WRITTEN TASK.
Your task is to repeat all of the material exactly.

━━ DATA ROWS

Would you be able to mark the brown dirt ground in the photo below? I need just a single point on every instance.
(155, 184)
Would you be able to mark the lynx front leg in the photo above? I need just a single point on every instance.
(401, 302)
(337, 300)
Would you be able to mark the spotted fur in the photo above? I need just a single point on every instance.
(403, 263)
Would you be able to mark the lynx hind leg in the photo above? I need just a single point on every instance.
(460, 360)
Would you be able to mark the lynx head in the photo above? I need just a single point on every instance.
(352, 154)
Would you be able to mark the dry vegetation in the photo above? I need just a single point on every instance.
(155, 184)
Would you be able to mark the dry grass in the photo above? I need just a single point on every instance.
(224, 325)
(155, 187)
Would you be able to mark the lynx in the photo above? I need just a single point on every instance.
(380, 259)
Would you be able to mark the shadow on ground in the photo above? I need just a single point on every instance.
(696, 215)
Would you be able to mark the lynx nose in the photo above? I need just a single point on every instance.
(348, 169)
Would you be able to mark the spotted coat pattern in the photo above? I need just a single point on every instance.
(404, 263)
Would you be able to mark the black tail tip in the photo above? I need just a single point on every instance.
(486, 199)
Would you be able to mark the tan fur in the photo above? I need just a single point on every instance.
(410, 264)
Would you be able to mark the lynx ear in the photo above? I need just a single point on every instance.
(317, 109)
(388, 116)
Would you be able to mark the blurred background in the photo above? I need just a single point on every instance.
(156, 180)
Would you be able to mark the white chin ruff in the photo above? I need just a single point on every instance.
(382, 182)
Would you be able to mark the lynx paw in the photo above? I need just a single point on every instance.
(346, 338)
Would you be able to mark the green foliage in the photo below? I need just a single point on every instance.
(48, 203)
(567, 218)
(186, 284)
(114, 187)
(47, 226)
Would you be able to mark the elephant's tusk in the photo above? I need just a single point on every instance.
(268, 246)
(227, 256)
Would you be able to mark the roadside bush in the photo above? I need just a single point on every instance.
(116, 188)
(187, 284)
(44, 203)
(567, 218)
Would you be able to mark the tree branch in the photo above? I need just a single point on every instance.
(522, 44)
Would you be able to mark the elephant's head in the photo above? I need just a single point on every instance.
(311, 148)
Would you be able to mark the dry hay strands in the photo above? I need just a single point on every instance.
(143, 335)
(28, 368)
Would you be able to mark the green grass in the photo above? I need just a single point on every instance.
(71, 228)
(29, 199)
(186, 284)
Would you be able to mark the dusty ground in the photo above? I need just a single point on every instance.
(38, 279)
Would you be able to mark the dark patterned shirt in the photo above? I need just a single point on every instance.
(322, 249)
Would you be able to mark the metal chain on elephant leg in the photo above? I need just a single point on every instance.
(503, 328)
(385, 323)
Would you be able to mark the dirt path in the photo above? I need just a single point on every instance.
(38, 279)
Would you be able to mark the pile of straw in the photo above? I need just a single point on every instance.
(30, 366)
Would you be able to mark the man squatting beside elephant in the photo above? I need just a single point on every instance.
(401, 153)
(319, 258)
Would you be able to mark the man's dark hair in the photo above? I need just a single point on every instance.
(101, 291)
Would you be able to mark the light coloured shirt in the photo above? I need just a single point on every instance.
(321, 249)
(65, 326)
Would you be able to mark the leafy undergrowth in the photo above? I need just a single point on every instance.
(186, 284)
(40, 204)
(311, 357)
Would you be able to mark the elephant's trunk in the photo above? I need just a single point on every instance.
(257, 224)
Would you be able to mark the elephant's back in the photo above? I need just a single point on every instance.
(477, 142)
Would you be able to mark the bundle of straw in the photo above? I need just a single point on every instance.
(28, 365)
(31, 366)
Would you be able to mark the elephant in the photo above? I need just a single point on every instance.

━━━━

THE SOLUTION.
Would you be able to mark the brown dirt ground in the photo below? I need just a single point on every instance.
(155, 184)
Would you be able to mark the lynx front leg in the photo above? I need just a single point on every instance.
(401, 302)
(337, 300)
Would you be able to mark the spotted fur in the photo above? I need just a single point on every instance.
(403, 263)
Would you be able to mark the lynx hind leg in the photo above? I need just a single point on every instance.
(460, 360)
Would you be able to mark the lynx head in the photo above? I need just a single point on every instance.
(352, 154)
Would you be able to mark the dry vegetation in the photo above? I need just a single point on every instance.
(155, 184)
Would you be able to mark the dry grass in the photo above? I need just a single point on every instance.
(224, 325)
(155, 187)
Would you be able to mark the lynx in the photo above? I need just a single point on every instance.
(380, 259)
Would you be able to mark the shadow on ground in the photo above? I need just a single point on every instance.
(696, 215)
Would you be able to mark the lynx nose in the photo above? I need just a single point on every instance.
(348, 169)
Would you be able to mark the spotted coat pattern in the photo above? I need just a single point on every instance.
(404, 263)
Would you be able to mark the black tail tip in the photo above? I need just a single point on every instance.
(486, 199)
Would you be able to mark the tan fur in the photo above? I need just a single point on every instance.
(410, 264)
Would you be able to mark the lynx ear in the photo above? I need just a single point on every instance.
(317, 109)
(388, 116)
Would you be able to mark the blurred background in the photo above? I need just a single point on every instance.
(156, 180)
Would you be able to mark the white chin ruff in the photo above? I need just a single point on every instance.
(382, 182)
Would you be able to mark the lynx paw in the photo above? I need just a single point on every instance.
(346, 338)
Would you be able to mark the green foliage in the photo below? I need just a single point on every instance.
(48, 203)
(567, 218)
(186, 284)
(114, 187)
(47, 226)
Would you be able to mark the elephant's tusk in the photo above? I need just a single point on every instance.
(268, 246)
(227, 256)
Would you be able to mark the roadside bush in the photo above? I need just a single point on every instance.
(116, 188)
(187, 284)
(44, 203)
(567, 218)
Would you be able to mark the tree branch in the photo above? I need just a single point on every instance.
(522, 44)
Would you be able to mark the elephant's head in the photo above? I need just a single point on every instance.
(311, 148)
Would you be able to mark the dry hay strands in the photo above? I need just a single point on every instance.
(143, 335)
(28, 368)
Would you be able to mark the green grass in the photo above? I need just a single point on every instance.
(71, 228)
(29, 199)
(186, 284)
Would you be able to mark the dusty ground in the photo above? I need just a single point on every instance.
(38, 279)
Would you be able to mark the dark patterned shirt in the photo above? I need just a single point on every instance.
(322, 249)
Would you be able to mark the metal chain on elephant leg in the photo above? I need just a single point on every instance.
(503, 328)
(385, 323)
Would you be able to mark the dirt path in the photo above? I need just a single point on every instance.
(38, 279)
Would you be able to mark the pile of straw in the photo above? I need just a single point on every instance.
(30, 366)
Would you be able to mark the man squatting beside elephant in the photo above? I need just a single point on every instance.
(401, 153)
(319, 258)
Would you be able to mark the man's dark hair in the photo above? I need just a single point on every instance.
(101, 291)
Would you be able to mark the light coloured shirt in the photo above? I need just a single point on every instance.
(321, 249)
(65, 326)
Would you be able to mark the leafy undergrowth in the photo above? I need just a single point on every instance.
(186, 284)
(40, 204)
(311, 357)
Would you be able to mark the elephant's trunk in the photo above? I need just a single point on every instance.
(257, 224)
Would you be able to mark the elephant's back in the photo above? I need just a single point on every instance.
(477, 142)
Would you be able to mark the bundle of straw in the photo above? I need just a single point on every instance.
(28, 365)
(31, 366)
Would you be able to mark the elephant in the photo above? I need just a single point on every instance.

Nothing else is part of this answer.